Aim of the exercise: Reproduce the text below on deploying desktop applications, word for word and in full.
BEGIN Text section
First, yes, with C or C++ I think deployment is just going to continue to suck.

Java already solved this problem in a pretty nice way. It is no big deal to write a single-click install, with automatic updating, good security (either a sandbox or signatures for apps that need more permissions), etc. This could use a little work for better Gnome integration, and of course we should be shipping this in Fedora, but the amount of needed work here is quite small. (I assume C# has something similar but I really don’t know.)

I looked into this for Python a little this weekend. And, it looks like Python Eggs and the Python cheese shop provide a nice basis to make this work. Finishing this is pretty concrete:

  • Define an XML document describing an application. This would include the same kinds of things that ended up in JNLP: icons, splash screens, the required python version, a list of python egg URLs, etc.
  • Add some kind of signing to python egg downloads. Unfortunately I don’t think sandboxing is an option. One idea would be to restrict eggs to python.org and gnome.org URLs — but that interferes with the idea of easy deployment.
  • Make a new URL type so that Mozilla will know to run appropriate python script to parse the XML, install the eggs, and launch the application.

For best results this would incorporate some things I was looking at for NetX: having the ability to download an application without running it; dbus integration so that a previously cached application won’t try to update itself in a net-less environment; drag-and-drop of entire applications from Mozilla to the panel; and now, integration with mathusalem when downloading eggs.
END Text section
BEGIN Data provided
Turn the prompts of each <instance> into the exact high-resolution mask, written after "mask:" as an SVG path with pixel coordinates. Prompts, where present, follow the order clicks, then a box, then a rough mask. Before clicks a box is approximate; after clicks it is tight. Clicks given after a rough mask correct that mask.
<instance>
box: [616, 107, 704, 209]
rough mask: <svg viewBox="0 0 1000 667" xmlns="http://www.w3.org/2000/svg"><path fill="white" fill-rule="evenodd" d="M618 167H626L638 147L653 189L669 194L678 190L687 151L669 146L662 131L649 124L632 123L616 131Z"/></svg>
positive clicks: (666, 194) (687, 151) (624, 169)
END Data provided
Result of the exercise:
First, yes, with C or C++ I think deployment is just going to continue to suck.

Java already solved this problem in a pretty nice way. It is no big deal to write a single-click install, with automatic updating, good security (either a sandbox or signatures for apps that need more permissions), etc. This could use a little work for better Gnome integration, and of course we should be shipping this in Fedora, but the amount of needed work here is quite small. (I assume C# has something similar but I really don’t know.)

I looked into this for Python a little this weekend. And, it looks like Python Eggs and the Python cheese shop provide a nice basis to make this work. Finishing this is pretty concrete:

  • Define an XML document describing an application. This would include the same kinds of things that ended up in JNLP: icons, splash screens, the required python version, a list of python egg URLs, etc.
  • Add some kind of signing to python egg downloads. Unfortunately I don’t think sandboxing is an option. One idea would be to restrict eggs to python.org and gnome.org URLs — but that interferes with the idea of easy deployment.
  • Make a new URL type so that Mozilla will know to run appropriate python script to parse the XML, install the eggs, and launch the application.

For best results this would incorporate some things I was looking at for NetX: having the ability to download an application without running it; dbus integration so that a previously cached application won’t try to update itself in a net-less environment; drag-and-drop of entire applications from Mozilla to the panel; and now, integration with mathusalem when downloading eggs.